Passage provided:
= Beginning of Section =
Emilia Clarke and Chiwetel Ejiofor offer up some strong performances in this film set in a future where babies can be nurtured and grown outside of a woman’s body in a special pod. This vision of the future sure is ambitious but the point it tries to make is sadly laboured.

Courtesy of Sundance Institute | photo by Andrij Parekh.

The Pod Generation reaches for the stars in terms of aspiration – the production design is wonderful and the images created of a future that is both familiar and very distant. It looks absolutely beautiful, Belgium stepping in for a late 21st-century New York City, Andrij Parekh’s stunning cinematography is a marvel to take in, but the script sure does feel strung out as we witness this futuristic baby grow synthetically.
= End of Section =
List of tasks:
1 > Extract the passage of the review of The Pod Generation running from "Emilia Clarke and" up to and including "by Andrij Parekh.".
2 > Write what comes next in the review of The Pod Generation, starting after its last sentence.
The items have no part in this work.

Saved entries
= Beginning of Section =
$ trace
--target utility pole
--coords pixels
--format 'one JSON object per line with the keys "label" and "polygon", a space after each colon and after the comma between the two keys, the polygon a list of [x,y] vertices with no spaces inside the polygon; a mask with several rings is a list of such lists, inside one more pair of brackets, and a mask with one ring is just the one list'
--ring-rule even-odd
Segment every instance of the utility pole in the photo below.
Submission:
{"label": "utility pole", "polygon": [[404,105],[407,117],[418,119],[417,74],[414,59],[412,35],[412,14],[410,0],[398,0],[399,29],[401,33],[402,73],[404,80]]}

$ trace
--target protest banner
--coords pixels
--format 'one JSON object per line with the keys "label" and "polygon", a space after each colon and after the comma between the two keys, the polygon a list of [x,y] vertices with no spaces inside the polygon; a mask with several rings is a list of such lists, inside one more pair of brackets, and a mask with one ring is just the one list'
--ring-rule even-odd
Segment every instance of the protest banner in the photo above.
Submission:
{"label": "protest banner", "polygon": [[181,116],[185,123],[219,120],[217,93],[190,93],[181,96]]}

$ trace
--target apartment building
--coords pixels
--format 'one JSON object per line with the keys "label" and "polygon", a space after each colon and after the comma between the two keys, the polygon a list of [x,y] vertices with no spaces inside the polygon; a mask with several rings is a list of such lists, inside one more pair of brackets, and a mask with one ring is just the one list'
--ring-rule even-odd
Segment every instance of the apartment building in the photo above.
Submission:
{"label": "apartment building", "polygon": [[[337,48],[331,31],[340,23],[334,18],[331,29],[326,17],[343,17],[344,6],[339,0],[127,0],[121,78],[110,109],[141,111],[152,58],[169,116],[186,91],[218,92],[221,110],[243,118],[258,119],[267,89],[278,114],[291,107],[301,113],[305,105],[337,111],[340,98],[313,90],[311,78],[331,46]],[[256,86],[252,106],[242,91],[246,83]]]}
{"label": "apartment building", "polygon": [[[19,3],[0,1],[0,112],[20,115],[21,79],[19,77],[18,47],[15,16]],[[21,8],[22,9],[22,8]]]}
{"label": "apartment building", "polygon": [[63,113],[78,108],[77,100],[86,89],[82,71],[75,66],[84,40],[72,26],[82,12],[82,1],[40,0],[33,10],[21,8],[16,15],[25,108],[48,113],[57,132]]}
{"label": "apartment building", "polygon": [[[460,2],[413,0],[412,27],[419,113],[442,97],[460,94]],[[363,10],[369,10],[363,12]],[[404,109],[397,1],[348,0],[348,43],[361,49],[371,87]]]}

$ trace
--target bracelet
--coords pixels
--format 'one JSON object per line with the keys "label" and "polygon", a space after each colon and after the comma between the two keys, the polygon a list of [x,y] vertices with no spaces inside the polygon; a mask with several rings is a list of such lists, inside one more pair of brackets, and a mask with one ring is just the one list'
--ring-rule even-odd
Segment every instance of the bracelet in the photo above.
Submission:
= End of Section =
Responses per task:
1 >
Emilia Clarke and Chiwetel Ejiofor offer up some strong performances in this film set in a future where babies can be nurtured and grown outside of a woman’s body in a special pod. This vision of the future sure is ambitious but the point it tries to make is sadly laboured.

Courtesy of Sundance Institute | photo by Andrij Parekh.

2 >
Clarke plays the role of Rachel, a very successful young businesswoman who longs for a baby. She’s under pressure at work to consistently push herself, which probably means putting plans for children on hold but has secretly added herself to the long waiting list of The Womb Center, unbeknownst to her husband, Alvy (Ejiofor). She’s someone who has embraced modern technology, from in-home apps and online AI assistants to virtual therapists and masks supplying oxygen on the curbside. Alvy is quite the opposite, turning off his version of Alexa in the mornings as it attempts to cook him toast and make coffee (telling him off for not saying thank you), and growing houseplants, something so normal today, but in this future, something has been nearly totally replaced by holographic plants. He’s also a botanist by profession and also has a house outside of the city on a forest-filled natural island, a property that he cannot quite let go of, despite his in-laws urging him to do so.

The couple eventually agrees with each other to proceed with the new technology to have their baby, the film documents the following nine months and the challenges it throws up.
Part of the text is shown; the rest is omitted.